Task details: Give all of the material below as a numbered list, with blank lines omitted and pictures left out.

Outline labeling records:
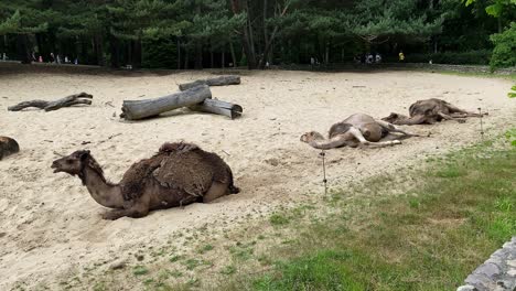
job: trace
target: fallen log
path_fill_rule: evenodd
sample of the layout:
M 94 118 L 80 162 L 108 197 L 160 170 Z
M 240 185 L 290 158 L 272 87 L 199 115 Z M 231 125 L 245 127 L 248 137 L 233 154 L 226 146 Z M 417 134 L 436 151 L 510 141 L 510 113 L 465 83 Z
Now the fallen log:
M 180 107 L 190 107 L 205 99 L 212 98 L 212 91 L 207 85 L 196 86 L 169 96 L 146 99 L 146 100 L 123 100 L 121 118 L 126 120 L 138 120 L 162 112 L 170 111 Z
M 0 160 L 3 157 L 8 157 L 9 154 L 13 154 L 20 151 L 20 146 L 18 142 L 8 137 L 0 137 Z
M 55 101 L 45 101 L 45 100 L 39 100 L 39 99 L 31 100 L 31 101 L 23 101 L 14 106 L 8 107 L 8 110 L 20 111 L 28 107 L 36 107 L 40 109 L 44 109 L 45 111 L 52 111 L 52 110 L 57 110 L 60 108 L 69 107 L 72 105 L 77 105 L 77 104 L 92 105 L 92 99 L 93 99 L 93 95 L 83 91 L 79 94 L 66 96 Z
M 227 116 L 230 119 L 240 117 L 244 111 L 241 106 L 237 104 L 230 104 L 216 99 L 205 99 L 202 104 L 194 105 L 189 108 L 194 111 Z
M 180 90 L 187 90 L 200 85 L 226 86 L 226 85 L 238 85 L 238 84 L 240 84 L 240 76 L 227 75 L 227 76 L 219 76 L 216 78 L 197 79 L 192 83 L 180 84 L 179 87 L 180 87 Z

Exercise answer:
1. job: trace
2. target: fallen log
3. path_fill_rule: evenodd
4. sample of the layout:
5. M 94 118 L 80 162 L 108 197 L 160 170 Z
6. M 240 185 L 290 158 L 272 87 L 199 115 Z M 231 125 L 245 127 L 248 137 L 233 154 L 226 146 Z M 417 134 L 436 151 L 510 141 L 510 113 L 465 83 Z
7. Now the fallen log:
8. M 180 107 L 190 107 L 205 99 L 212 98 L 212 91 L 207 85 L 196 86 L 169 96 L 146 99 L 146 100 L 123 100 L 121 118 L 126 120 L 138 120 L 162 112 L 170 111 Z
9. M 0 160 L 3 157 L 8 157 L 9 154 L 13 154 L 20 151 L 20 146 L 18 142 L 8 137 L 0 137 Z
10. M 55 101 L 45 101 L 45 100 L 39 100 L 39 99 L 31 100 L 31 101 L 23 101 L 14 106 L 8 107 L 8 110 L 20 111 L 28 107 L 36 107 L 40 109 L 44 109 L 45 111 L 52 111 L 52 110 L 57 110 L 60 108 L 69 107 L 72 105 L 77 105 L 77 104 L 92 105 L 92 99 L 93 99 L 93 95 L 83 91 L 79 94 L 66 96 Z
11. M 227 116 L 230 119 L 240 117 L 244 111 L 241 106 L 237 104 L 230 104 L 216 99 L 205 99 L 202 104 L 194 105 L 189 108 L 194 111 Z
12. M 180 90 L 187 90 L 200 85 L 226 86 L 226 85 L 238 85 L 238 84 L 240 84 L 240 76 L 227 75 L 227 76 L 219 76 L 216 78 L 197 79 L 192 83 L 180 84 L 179 87 L 180 87 Z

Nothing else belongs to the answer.